List of tasks.
1 > How would you say this sentence from the agave storage thread in Spanish: "Light and moisture are easily controllable."
2 > Could you carry the forum thread on storing agave sweetener forward from its last post?

Article.
* START *

# Long term storage advice needed: Agave Sweetener



## Atilla (Feb 3, 2016)

Local Grocery store going out of business, 50% off. So I stocked up on a few gallons of Agave sweetener. I'm assuming that it will store and last similarly to sugar, syrup, honey, etc. I.E. practically forever.

First question is: Anybody think I'm wrong to assume the Agave will store well, similar to sugar or Honey?

I believe that it will and in fact I am worried about the plastic jug it was packed in from the factory. It's a typical gallon jug, shaped like a bleach jug, but opaque like a milk jug. I have a large supply of glass gallon jars that apple juice came in. I am thinking about repackaging the agave into glass juice jugs. The reason is that I don't trusty the plastic container long term.

Second question is: Would be worth breaking the factory seal to move the Agave sweetener into glass containers?

My storage environment is inside, fairly constant 60-78 degrees, A/C dependent. Light and moisture are easily controllable.

Thanks in advance for your input.


----------



## Slippy (Nov 14, 2013)

Ditch the idea and convert the Agave to Tequila!


----------



## Maine-Marine (Mar 7, 2014)

I did some quick research... 

the agave is pasteurized before it is put into a container so if you move it...the clock starts ticking even faster, unless you can re-pasteurize it

in the container it is presently, you will get about 2-4 years

honey will last forever

white sugar might get hard but it should never spoil.

* END *

Information shown.

* START *

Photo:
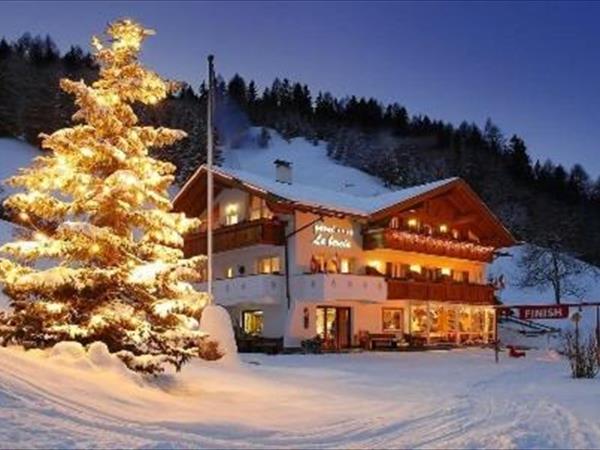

* END *

Answers for the exercise.
1 > La luz y la humedad se pueden controlar fácilmente.

2 >
so after some quick research I would say it is not a god long term prep... YMMV


----------



## Maine-Marine (Mar 7, 2014)

Slippy said:


> Ditch the idea and convert the Agave to Tequila!


great idea... add some yeast and water let it ferment... agave wine


----------



## Operator6 (Oct 29, 2015)

Maine Marine........where is the best place to buy Mylar bags ?


----------



## Atilla (Feb 3, 2016)

LOL, I'm not going to leave making Tequila to my own abilities...

I actually could pressure can it, which I think would be fine because of the high sugar content. But I'm not convinced I need too. This stuff is syrup, I've never seen anything that is 90% *tose spoil. The reason I bought it in the first place was to have redundancy for honey, rice syrup, and sugar that I already have. I think I will experiment for the 2 years I've got until it "officially" expires.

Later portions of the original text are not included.